To do ::
**A)** In the post about composite fonts, why does rolling punctuation into runs with adjacent script characters address the kerning problem, and what drawback remains? Answer in one to three sentences.
**B)** Pick up the post about composite fonts after its final sentence and continue writing it.

Text section ::
---

[OpenType] Getting more than 65535 glyphs per font

John Hudson john at tiro.ca
Sun Feb 14 20:58:18 CET 2010


Khaled Hosny wrote:

> With virtual fonts you can do all sorts
> of glyph remapping and composite fonts and even inter-font interaction
> (e.g. kerning between glyphs from different real fonts).

The current thinking on the composite font standard (CFS) is that it 
would not enable cross-font glyph processing, e.g. no kerning between 
glyphs from different component fonts and no GSUB or GPOS interaction. 
This was decided during early discussion of the project, but it is 
something that continues to niggle at me.

I think the most common situation that will potentially cause problems 
-- which I described during that early discussion -- will be interaction 
with punctuation, e.g. kerning between a letter glyph in a secondary 
component font and punctuation from the primary component font (the CFS 
format has a concept of primary font, which among other things provides 
glyphs for common characters such as punctuation, numerals, etc.) This 
situation is addressable by rolling punctuation into runs with adjacent 
script characters, so that the punctuation glyphs come from the same 
component font, and are subject to glyph processing. But one is left 
with text with varying forms of punctuation, which might look odd, 
especially in situations where, for example, text in quotations begins 
in one script but ends in another.

---

(Location labeling records)
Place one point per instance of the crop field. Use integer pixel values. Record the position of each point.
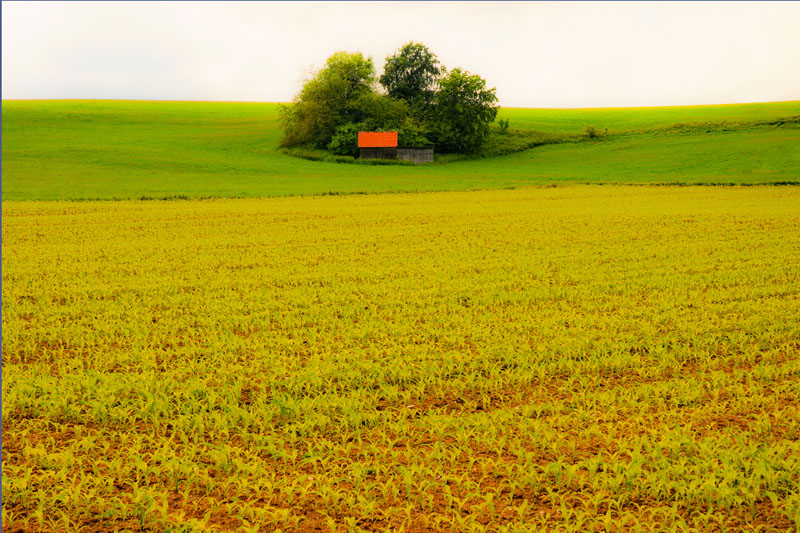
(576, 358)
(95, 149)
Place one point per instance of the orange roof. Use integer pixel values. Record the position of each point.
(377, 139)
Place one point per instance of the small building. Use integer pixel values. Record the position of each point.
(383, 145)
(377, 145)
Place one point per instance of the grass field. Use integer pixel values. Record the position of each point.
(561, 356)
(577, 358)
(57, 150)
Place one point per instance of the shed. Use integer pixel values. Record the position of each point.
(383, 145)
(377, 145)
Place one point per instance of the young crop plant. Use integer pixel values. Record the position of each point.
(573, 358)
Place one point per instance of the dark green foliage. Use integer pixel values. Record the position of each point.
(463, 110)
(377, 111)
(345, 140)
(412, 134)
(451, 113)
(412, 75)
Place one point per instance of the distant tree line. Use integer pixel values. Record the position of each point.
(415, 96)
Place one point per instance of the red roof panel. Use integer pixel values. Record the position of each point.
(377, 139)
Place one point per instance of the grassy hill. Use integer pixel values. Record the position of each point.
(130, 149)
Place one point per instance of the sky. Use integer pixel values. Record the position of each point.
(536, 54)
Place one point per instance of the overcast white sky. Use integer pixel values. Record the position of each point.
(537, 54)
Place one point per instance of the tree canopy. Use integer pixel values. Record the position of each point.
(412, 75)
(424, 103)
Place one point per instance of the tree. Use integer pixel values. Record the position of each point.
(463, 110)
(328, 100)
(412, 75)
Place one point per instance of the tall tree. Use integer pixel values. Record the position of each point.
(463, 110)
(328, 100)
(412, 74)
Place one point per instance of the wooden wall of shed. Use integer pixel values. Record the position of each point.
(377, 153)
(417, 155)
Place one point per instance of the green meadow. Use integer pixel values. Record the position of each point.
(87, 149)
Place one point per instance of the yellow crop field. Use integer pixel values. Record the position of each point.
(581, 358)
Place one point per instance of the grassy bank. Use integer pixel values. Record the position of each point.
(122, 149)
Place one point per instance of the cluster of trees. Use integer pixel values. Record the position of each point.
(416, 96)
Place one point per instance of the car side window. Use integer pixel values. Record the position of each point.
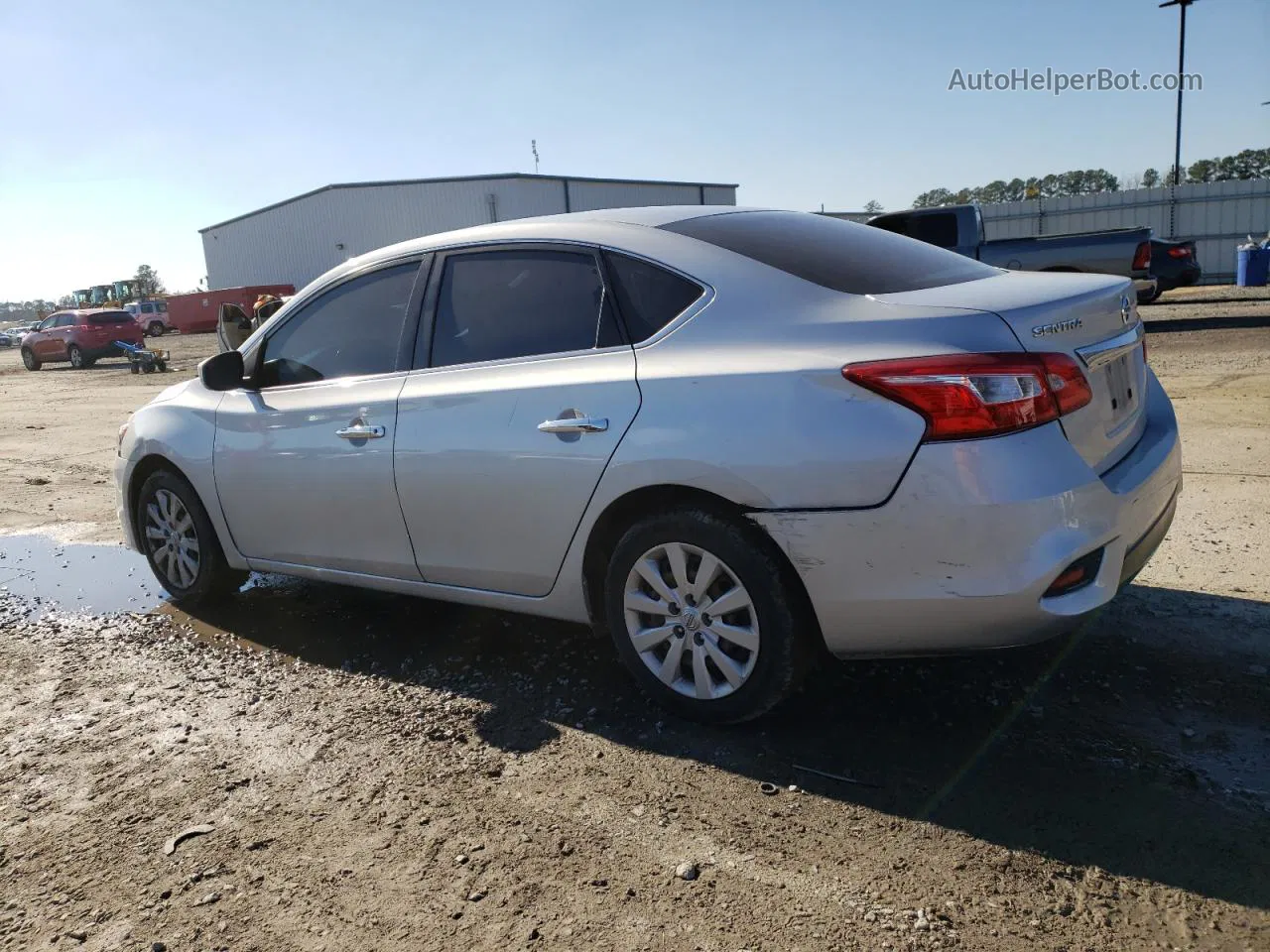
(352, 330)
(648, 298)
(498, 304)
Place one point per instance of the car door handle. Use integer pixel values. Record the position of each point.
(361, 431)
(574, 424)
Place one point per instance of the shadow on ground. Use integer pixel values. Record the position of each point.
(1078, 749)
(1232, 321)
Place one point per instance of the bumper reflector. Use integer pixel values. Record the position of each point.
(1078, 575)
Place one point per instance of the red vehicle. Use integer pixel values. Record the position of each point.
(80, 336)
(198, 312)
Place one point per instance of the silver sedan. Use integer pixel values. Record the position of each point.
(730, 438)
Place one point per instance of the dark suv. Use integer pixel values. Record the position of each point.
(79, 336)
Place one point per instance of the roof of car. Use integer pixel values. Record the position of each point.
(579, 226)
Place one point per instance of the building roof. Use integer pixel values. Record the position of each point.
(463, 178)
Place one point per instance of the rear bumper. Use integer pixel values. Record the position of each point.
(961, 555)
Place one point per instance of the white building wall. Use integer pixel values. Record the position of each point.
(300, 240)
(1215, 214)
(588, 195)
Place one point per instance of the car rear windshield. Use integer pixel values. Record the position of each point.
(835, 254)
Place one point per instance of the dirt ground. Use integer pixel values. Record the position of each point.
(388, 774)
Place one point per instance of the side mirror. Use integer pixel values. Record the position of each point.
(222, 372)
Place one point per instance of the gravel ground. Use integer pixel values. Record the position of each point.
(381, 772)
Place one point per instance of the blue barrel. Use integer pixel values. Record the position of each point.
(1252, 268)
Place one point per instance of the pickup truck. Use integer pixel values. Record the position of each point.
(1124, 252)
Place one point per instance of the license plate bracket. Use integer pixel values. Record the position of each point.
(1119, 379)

---

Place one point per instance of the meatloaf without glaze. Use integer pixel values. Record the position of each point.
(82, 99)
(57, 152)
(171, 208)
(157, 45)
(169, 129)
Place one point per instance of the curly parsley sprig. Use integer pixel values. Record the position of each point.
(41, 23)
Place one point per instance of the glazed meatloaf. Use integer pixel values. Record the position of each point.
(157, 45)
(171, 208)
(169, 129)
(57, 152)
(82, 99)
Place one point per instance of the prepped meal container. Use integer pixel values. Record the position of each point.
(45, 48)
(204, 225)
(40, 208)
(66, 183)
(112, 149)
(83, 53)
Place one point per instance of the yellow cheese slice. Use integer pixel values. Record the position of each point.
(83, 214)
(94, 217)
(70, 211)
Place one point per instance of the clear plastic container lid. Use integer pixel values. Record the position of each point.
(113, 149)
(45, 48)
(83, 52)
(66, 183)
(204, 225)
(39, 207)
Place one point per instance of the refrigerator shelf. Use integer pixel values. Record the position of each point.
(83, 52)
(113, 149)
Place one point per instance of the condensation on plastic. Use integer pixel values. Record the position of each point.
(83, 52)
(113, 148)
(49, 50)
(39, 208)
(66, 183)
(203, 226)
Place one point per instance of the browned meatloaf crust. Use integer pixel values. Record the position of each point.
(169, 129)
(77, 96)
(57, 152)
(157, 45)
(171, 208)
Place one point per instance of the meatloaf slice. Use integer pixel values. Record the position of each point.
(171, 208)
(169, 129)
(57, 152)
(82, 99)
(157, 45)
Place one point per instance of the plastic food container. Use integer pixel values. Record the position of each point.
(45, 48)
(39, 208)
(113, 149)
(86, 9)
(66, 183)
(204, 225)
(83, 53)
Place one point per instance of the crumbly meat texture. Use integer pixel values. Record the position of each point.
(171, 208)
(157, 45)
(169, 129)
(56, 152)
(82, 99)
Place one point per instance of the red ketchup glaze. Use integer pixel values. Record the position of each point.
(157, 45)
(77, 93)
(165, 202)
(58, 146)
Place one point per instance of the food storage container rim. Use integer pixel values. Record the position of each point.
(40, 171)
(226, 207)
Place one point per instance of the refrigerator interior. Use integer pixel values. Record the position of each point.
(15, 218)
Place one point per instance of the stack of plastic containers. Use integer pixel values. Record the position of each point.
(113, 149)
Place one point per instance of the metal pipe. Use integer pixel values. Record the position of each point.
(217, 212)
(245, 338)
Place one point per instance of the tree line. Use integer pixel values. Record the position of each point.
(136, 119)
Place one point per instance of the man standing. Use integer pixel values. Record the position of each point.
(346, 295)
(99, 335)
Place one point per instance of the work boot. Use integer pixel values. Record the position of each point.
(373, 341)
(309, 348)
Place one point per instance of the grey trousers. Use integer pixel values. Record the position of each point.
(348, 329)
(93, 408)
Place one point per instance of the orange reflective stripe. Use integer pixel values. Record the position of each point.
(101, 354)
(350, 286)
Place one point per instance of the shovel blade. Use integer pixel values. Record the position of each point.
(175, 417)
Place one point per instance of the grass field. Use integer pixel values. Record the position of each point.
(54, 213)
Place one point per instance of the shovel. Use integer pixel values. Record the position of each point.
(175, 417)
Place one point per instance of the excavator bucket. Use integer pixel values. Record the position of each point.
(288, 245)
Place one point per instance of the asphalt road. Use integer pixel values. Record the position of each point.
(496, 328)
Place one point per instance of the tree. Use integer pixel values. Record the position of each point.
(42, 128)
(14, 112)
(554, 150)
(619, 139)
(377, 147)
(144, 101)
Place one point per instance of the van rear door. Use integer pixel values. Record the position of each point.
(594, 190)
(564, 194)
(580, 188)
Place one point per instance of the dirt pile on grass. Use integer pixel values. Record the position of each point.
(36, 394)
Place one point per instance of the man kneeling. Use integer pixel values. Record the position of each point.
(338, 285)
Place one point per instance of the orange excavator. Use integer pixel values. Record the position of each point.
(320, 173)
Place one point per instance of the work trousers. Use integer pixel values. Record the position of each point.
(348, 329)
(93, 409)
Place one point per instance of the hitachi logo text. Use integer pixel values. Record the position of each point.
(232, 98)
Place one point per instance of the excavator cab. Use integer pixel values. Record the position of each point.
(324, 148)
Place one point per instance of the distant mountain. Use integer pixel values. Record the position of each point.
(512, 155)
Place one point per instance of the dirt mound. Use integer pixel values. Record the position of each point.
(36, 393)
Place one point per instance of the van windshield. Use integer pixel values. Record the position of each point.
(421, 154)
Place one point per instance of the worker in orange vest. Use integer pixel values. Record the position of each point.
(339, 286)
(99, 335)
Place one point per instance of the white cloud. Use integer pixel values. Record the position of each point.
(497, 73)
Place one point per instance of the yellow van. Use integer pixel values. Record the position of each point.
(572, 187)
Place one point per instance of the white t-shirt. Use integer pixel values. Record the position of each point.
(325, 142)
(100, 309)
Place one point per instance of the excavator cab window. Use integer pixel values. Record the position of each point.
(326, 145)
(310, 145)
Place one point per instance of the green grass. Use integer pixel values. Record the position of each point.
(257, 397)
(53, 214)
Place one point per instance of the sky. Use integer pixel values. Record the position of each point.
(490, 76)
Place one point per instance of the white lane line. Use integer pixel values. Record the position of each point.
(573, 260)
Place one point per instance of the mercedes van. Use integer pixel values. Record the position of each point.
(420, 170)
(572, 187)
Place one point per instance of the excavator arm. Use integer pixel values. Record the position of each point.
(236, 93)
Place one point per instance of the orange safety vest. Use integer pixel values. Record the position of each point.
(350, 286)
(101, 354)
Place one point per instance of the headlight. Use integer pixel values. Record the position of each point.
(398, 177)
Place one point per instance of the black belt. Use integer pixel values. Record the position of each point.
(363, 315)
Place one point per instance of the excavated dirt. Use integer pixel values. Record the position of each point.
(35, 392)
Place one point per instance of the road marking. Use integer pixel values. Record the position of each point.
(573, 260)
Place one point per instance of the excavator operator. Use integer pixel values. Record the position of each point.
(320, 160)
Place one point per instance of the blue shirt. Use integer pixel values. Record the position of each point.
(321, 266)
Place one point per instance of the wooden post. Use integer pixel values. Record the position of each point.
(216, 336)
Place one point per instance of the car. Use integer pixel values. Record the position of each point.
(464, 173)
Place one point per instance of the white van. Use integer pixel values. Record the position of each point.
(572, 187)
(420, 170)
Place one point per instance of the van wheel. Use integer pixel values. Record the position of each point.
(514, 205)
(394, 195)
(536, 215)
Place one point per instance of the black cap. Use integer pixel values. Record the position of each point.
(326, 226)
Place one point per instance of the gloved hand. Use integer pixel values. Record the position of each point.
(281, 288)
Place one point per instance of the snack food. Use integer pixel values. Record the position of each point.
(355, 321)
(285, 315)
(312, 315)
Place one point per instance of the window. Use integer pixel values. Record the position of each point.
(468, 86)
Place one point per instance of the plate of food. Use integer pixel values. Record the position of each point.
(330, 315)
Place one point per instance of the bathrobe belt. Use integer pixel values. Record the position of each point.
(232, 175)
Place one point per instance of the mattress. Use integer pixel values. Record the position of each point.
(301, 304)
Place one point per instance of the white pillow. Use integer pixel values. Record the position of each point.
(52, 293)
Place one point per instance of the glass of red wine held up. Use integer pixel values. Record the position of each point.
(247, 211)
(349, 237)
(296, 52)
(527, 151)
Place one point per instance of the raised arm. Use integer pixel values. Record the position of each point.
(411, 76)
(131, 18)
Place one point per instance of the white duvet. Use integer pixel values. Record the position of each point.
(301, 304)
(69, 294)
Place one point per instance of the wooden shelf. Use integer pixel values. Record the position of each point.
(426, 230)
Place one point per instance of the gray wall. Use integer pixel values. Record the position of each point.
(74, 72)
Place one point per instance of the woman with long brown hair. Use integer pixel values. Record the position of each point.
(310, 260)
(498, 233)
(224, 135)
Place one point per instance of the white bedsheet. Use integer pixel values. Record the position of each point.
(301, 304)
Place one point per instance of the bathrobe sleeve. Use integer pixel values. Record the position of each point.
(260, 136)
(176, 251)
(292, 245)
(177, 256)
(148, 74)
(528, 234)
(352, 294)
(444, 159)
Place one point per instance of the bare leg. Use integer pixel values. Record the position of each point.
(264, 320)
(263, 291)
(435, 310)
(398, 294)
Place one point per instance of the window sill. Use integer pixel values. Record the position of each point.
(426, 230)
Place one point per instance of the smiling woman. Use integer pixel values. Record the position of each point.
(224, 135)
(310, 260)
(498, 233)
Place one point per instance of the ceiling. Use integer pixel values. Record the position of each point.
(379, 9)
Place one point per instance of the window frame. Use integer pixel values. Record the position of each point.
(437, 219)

---

Replies ::
**A)** Rolling punctuation into runs with the adjacent script characters makes the punctuation glyphs come from the same component font as the neighboring letters, so they are subject to glyph processing. The drawback is that the text ends up with varying forms of punctuation, which might look odd, for example when a quotation begins in one script and ends in another.

**B)**
I can understand the reasoning against defining cross-font glyph 
processing interaction in the CFS format. It is much easier if the 
composite font can pass glyph strings to existing layout support as if 
they were from individual fonts. But while the decision has been to 
avoid cross-font glyph processing now, I would like to see the format 
defined in such a way that it would be possible to extend in this 
direction in future.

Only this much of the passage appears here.